Now, economic research published June 6 by the Federal Reserve Bank of Chicago [PDF] concludes that evidence for a skills mismatch is “limited.” Write senior economists Jason Faberman and Bhashkar Mazunder: “If there is a skills mismatch in the U.S. labor market,” it may be most significant for workers with “medium skills.”
I asked Faberman and Mazunder what they meant by jobs that require medium skills, since it’s not in the paper. Here’s the written answer: ”Most occupations in this zone require training in vocational schools, related on-the-job experience, or an associate’s degree. Some may require a bachelor’s degree.”
Examples of such jobs?
People who install and repair electronic equipment on motor vehicles
Lathe and turning machine tool setters and operators
Fish and game wardens
That’s not to say there are shortages in any of these particular occupations.
Faberman and Mazunder created an “index of labor demand” based on the number of online help-wanted ads for different occupations as compiled by the Conference Board. An increase in want ads makes the demand index go up. They found, predictably, that the demand index has been rising since the end of the recession in 2009. But it has risen the most for medium-skilled occupations. Demand for the highest- and lowest-skilled occupations grew rapidly in 2010 but was growing very slowly by the end of last year, when the research ended.
● ● ● ● ● ● ●
**REQUIRED TASK 1:** Edit the stretch from the start of the entries through the line containing "column 103, row 70", changing "Query" to "Prompt" and leaving everything else the same.
● ● ● ● ● ● ●
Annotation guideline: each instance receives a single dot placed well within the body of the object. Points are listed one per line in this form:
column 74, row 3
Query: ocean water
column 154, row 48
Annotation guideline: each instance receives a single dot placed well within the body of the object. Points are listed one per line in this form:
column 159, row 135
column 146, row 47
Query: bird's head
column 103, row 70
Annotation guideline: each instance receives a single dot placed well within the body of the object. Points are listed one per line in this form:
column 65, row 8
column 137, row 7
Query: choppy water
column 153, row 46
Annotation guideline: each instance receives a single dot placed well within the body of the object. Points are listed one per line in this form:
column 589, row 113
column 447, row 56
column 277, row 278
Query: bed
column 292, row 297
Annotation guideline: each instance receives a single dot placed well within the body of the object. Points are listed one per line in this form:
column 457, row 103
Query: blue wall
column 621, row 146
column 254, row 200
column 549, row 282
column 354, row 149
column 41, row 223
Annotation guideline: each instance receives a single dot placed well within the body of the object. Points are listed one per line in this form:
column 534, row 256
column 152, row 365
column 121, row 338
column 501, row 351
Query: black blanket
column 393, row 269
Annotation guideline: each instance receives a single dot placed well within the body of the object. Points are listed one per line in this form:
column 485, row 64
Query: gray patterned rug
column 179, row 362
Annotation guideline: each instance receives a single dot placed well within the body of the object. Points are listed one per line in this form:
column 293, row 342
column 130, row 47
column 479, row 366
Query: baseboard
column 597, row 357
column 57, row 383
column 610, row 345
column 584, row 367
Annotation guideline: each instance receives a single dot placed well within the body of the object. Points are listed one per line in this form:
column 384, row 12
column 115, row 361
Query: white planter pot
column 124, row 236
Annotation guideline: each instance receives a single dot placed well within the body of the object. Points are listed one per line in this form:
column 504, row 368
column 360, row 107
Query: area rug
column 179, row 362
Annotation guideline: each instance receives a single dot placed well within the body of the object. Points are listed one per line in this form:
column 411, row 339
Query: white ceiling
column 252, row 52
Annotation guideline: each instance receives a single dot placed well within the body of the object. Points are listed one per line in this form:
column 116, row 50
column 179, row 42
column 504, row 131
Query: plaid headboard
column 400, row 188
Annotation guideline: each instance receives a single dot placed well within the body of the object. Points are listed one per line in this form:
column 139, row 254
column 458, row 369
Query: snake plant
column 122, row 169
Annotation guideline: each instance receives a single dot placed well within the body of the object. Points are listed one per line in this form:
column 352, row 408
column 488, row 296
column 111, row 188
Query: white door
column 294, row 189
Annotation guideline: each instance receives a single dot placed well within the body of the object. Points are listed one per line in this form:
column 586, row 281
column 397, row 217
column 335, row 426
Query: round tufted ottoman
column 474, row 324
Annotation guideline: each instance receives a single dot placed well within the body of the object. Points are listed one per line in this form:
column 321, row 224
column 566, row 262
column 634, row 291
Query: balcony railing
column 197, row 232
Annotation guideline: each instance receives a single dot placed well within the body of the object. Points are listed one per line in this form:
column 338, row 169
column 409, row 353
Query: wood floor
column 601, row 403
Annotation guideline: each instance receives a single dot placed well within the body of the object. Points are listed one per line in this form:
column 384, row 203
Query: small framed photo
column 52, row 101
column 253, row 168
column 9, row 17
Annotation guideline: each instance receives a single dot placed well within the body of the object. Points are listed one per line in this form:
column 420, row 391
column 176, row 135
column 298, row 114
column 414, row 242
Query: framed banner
● ● ● ● ● ● ●
**REQUIRED TASK 2:** List every occupation the labor-market piece gives as an example of a job needing medium skills.

**WRITTEN ANSWER 1:**
Annotation guideline: each instance receives a single dot placed well within the body of the object. Points are listed one per line in this form:
column 74, row 3
Prompt: ocean water
column 154, row 48
Annotation guideline: each instance receives a single dot placed well within the body of the object. Points are listed one per line in this form:
column 159, row 135
column 146, row 47
Prompt: bird's head
column 103, row 70

**WRITTEN ANSWER 2:**
- People who install and repair electronic equipment on motor vehicles
- Lathe and turning machine tool setters and operators
- Fish and game wardens